#### [WRITTEN TASK]
Write out, word for word, the items below, starting with the line that contains "In which part of the above scan can the clear" and continuing through the last line of the items.

#### [MATERIAL]
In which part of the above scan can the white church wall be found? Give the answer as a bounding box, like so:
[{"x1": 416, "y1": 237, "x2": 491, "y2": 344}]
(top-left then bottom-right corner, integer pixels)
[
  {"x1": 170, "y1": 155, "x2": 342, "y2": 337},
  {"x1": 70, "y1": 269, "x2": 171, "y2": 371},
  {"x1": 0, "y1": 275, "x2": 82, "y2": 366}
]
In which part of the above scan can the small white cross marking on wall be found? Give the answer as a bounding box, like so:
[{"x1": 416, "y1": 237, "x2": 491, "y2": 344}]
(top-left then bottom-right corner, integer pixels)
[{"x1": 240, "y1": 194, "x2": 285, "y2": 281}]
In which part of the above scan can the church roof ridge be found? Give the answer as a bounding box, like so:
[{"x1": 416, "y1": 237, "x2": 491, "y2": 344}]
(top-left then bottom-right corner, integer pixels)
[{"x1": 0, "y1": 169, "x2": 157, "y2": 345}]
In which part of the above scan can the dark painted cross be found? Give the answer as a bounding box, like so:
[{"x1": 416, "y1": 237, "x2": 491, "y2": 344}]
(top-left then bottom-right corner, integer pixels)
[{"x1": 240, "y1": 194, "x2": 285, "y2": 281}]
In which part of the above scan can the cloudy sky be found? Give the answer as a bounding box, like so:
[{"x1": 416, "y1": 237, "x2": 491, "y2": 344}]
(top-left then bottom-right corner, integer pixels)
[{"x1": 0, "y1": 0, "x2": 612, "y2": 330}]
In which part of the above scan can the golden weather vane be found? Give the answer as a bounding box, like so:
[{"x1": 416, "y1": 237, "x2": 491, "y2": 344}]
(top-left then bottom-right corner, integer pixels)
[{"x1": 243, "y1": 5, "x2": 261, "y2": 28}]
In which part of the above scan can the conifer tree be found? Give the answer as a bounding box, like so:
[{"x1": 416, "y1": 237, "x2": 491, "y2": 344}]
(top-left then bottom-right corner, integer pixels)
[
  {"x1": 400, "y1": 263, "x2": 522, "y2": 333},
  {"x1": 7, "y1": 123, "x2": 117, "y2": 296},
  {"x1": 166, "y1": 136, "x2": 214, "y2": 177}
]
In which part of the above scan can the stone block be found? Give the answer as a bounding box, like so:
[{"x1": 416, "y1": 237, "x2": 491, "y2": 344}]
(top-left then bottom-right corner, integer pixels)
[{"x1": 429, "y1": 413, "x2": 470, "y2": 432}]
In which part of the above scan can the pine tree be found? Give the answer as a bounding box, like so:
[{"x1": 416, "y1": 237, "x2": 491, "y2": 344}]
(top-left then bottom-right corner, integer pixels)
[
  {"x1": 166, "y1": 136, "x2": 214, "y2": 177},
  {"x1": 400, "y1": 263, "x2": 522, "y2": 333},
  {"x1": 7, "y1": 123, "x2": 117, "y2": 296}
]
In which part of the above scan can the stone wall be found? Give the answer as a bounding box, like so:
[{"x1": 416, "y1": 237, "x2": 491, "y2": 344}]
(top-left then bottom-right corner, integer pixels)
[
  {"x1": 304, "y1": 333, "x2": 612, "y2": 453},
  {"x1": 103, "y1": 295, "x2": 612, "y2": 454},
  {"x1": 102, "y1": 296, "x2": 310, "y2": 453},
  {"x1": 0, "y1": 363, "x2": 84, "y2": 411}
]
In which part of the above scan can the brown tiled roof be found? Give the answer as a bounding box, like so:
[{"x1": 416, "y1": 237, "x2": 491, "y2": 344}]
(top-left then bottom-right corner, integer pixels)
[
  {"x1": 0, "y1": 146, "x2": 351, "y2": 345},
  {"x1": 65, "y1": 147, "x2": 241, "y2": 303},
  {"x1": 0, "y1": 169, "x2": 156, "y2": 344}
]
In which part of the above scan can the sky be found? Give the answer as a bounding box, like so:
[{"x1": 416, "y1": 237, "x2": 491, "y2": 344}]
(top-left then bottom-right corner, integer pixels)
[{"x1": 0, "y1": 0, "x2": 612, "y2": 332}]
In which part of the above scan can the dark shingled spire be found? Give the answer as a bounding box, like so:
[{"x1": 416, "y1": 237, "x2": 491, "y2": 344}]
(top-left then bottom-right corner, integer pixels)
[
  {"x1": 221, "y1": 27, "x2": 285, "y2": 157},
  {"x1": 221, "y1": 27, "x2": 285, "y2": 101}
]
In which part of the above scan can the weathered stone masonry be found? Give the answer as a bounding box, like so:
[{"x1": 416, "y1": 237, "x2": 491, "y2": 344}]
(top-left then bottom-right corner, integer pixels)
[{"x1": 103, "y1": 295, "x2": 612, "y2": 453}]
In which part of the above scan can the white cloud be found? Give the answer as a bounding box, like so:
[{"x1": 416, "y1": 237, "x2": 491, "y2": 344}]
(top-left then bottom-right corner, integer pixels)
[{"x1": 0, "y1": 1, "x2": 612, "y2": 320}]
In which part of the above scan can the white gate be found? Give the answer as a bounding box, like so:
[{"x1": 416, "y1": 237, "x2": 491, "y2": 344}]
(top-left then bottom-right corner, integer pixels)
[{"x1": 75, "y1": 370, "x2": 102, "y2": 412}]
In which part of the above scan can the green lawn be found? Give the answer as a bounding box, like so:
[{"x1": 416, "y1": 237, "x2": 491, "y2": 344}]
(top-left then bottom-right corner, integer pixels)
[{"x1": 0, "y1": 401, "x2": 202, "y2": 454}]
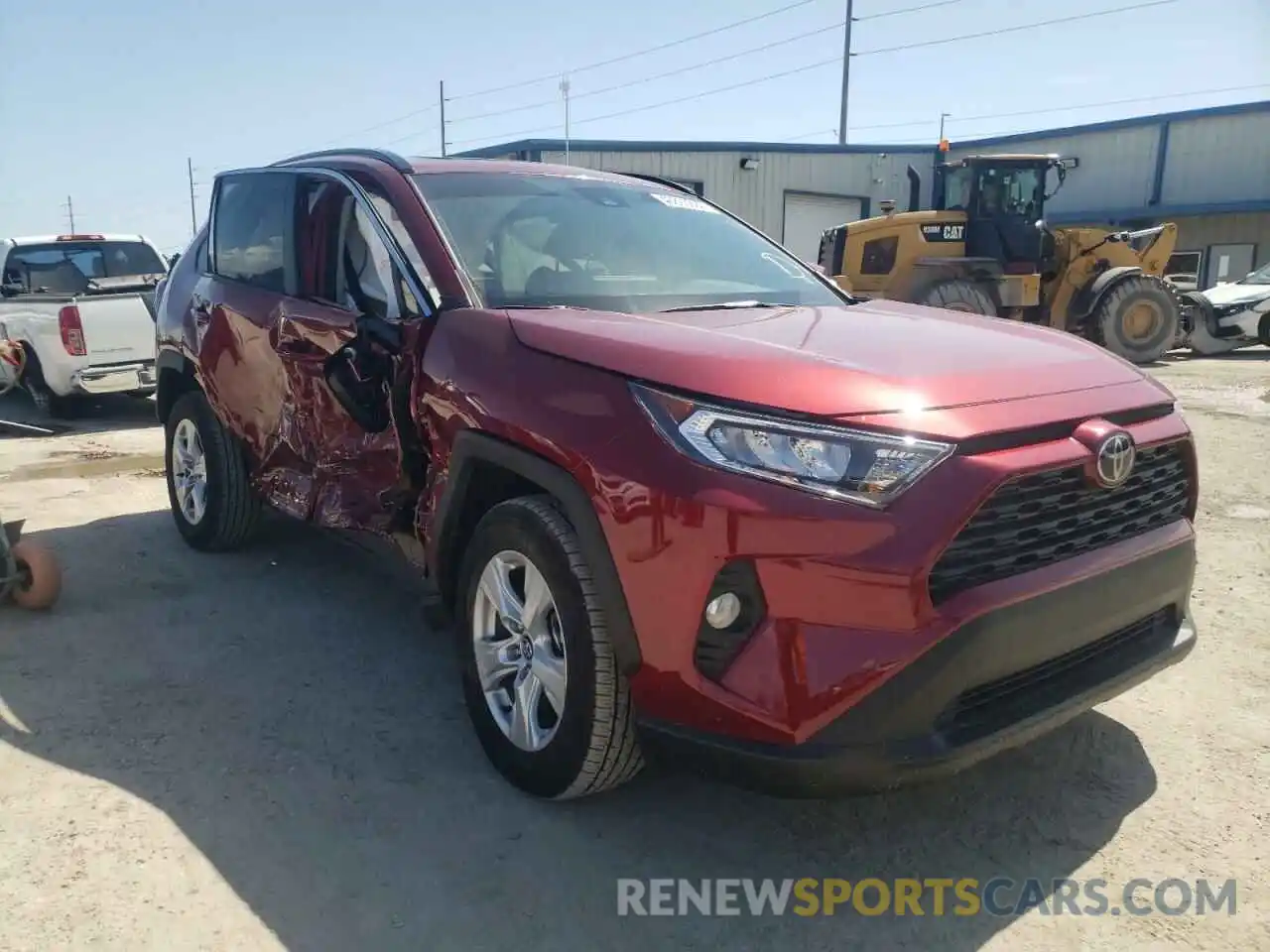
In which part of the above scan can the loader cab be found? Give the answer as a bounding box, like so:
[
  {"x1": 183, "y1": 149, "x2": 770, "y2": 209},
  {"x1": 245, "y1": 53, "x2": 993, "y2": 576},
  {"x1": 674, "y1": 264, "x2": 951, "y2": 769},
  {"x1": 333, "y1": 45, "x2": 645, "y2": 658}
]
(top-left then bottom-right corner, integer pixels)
[{"x1": 935, "y1": 155, "x2": 1068, "y2": 274}]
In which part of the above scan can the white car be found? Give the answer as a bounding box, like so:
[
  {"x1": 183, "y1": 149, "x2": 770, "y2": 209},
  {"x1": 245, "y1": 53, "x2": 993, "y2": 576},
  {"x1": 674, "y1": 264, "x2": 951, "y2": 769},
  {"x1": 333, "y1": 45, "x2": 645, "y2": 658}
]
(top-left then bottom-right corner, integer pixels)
[
  {"x1": 1187, "y1": 264, "x2": 1270, "y2": 355},
  {"x1": 0, "y1": 235, "x2": 168, "y2": 416}
]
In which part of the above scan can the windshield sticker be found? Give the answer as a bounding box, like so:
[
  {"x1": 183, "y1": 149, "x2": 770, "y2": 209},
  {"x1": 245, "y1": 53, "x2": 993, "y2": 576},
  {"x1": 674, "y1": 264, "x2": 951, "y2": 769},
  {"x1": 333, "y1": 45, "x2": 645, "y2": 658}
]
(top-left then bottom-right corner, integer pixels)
[{"x1": 649, "y1": 191, "x2": 718, "y2": 214}]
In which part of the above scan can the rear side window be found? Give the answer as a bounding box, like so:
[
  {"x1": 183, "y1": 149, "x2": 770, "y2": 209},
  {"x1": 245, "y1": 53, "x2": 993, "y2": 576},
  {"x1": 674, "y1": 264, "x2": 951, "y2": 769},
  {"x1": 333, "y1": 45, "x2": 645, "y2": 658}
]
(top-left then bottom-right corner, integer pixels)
[
  {"x1": 212, "y1": 173, "x2": 294, "y2": 295},
  {"x1": 4, "y1": 241, "x2": 168, "y2": 295}
]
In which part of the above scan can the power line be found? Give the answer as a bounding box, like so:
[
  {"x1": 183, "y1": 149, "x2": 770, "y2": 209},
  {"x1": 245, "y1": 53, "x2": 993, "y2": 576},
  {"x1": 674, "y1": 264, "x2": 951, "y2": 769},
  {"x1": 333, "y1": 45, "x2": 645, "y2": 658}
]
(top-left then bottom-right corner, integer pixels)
[
  {"x1": 852, "y1": 0, "x2": 1178, "y2": 56},
  {"x1": 454, "y1": 56, "x2": 842, "y2": 145},
  {"x1": 853, "y1": 0, "x2": 962, "y2": 23},
  {"x1": 449, "y1": 20, "x2": 845, "y2": 126},
  {"x1": 307, "y1": 0, "x2": 816, "y2": 149},
  {"x1": 454, "y1": 0, "x2": 1194, "y2": 146},
  {"x1": 823, "y1": 82, "x2": 1270, "y2": 134},
  {"x1": 449, "y1": 0, "x2": 816, "y2": 101}
]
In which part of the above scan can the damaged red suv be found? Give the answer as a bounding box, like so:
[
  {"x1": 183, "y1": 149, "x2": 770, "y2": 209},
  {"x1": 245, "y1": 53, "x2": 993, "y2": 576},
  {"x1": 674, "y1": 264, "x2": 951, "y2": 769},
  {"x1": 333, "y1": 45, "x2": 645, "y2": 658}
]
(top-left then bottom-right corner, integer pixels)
[{"x1": 158, "y1": 150, "x2": 1197, "y2": 797}]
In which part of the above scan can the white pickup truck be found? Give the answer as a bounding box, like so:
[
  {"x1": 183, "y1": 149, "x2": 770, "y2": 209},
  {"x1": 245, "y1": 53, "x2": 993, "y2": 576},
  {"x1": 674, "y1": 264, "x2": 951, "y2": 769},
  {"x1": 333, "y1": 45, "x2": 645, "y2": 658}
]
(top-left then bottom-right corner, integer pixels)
[{"x1": 0, "y1": 235, "x2": 168, "y2": 416}]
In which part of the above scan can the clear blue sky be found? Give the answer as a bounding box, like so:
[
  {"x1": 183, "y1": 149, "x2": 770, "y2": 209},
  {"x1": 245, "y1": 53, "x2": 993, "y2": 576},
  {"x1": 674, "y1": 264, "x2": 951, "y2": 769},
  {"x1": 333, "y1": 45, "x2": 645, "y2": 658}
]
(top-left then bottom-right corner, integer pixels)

#### [WRITTEN SOLUTION]
In which part of the above scan can the clear blue sky be found? Give the answer as a bounding box, like so:
[
  {"x1": 183, "y1": 149, "x2": 770, "y2": 209},
  {"x1": 245, "y1": 53, "x2": 993, "y2": 576},
  {"x1": 674, "y1": 264, "x2": 951, "y2": 769},
  {"x1": 333, "y1": 45, "x2": 645, "y2": 658}
]
(top-left then bottom-right corner, integer pixels)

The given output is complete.